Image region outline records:
----
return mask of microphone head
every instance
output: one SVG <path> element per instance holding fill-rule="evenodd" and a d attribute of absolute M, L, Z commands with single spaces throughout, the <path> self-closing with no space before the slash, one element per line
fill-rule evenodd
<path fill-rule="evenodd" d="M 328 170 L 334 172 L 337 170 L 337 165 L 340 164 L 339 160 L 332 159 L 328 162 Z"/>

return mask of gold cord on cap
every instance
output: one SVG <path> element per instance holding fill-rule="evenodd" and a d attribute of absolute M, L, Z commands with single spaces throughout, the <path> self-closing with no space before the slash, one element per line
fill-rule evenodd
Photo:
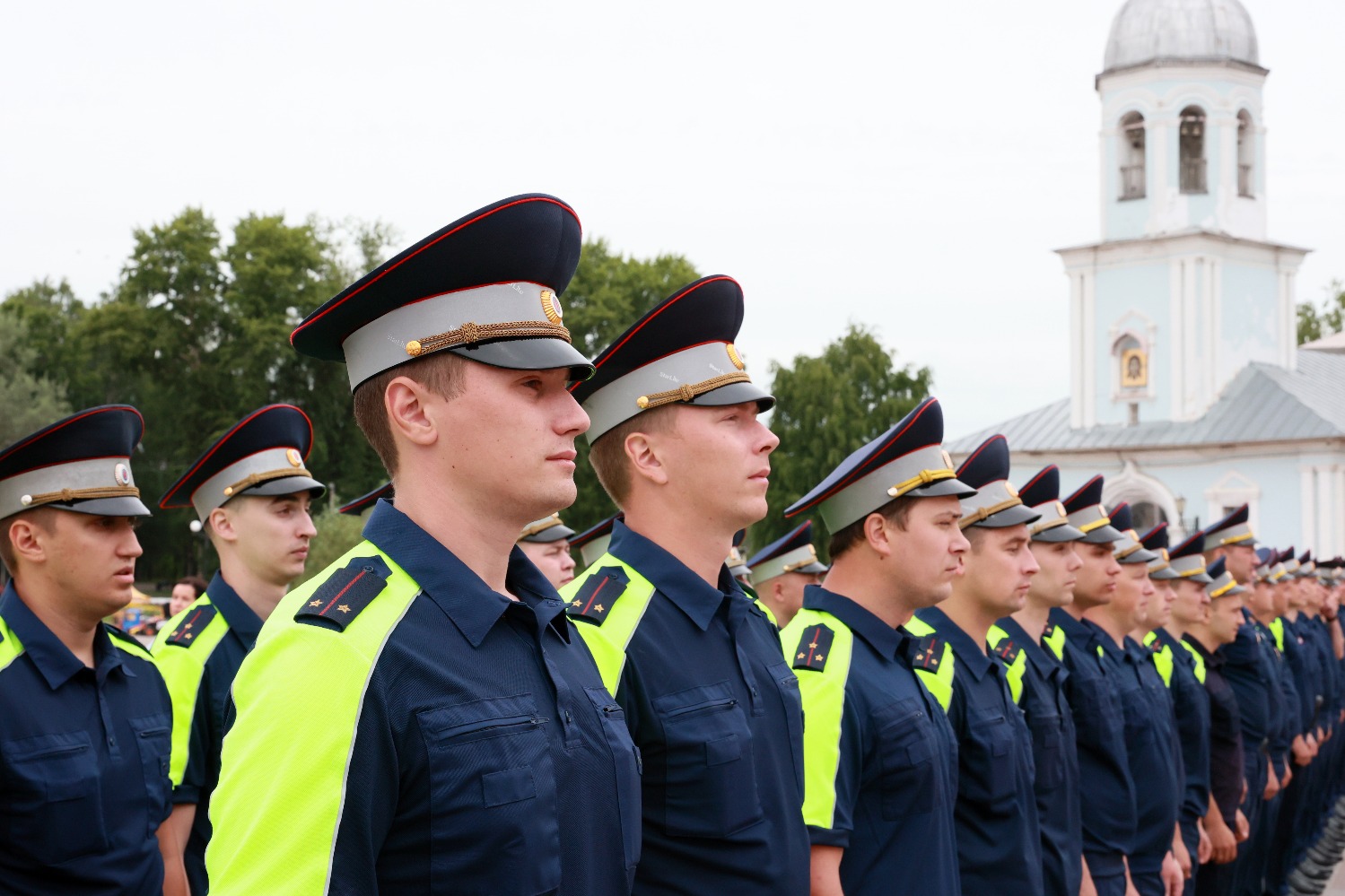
----
GIVEN TASK: Please change "every instance" to "all instances" throughout the lines above and repeat them with everything else the same. Leave the pictures out of your answer.

RESULT OF THE EXERCISE:
return mask of microphone head
all instances
output: one SVG <path> element per instance holding fill-rule="evenodd" and a d attribute of absolute M, L, Z commands with single spaces throughout, the <path> self-closing with no space before the slash, one element per line
fill-rule evenodd
<path fill-rule="evenodd" d="M 328 170 L 334 172 L 337 170 L 337 165 L 340 164 L 339 160 L 332 159 L 328 162 Z"/>

return mask of gold cord on cap
all instances
output: one SVG <path> element per instance holding fill-rule="evenodd" and a d attribute of absolute M, L, Z commands with single spaces throughout, the <path> self-closing with no space before the slash, one element per line
fill-rule evenodd
Photo:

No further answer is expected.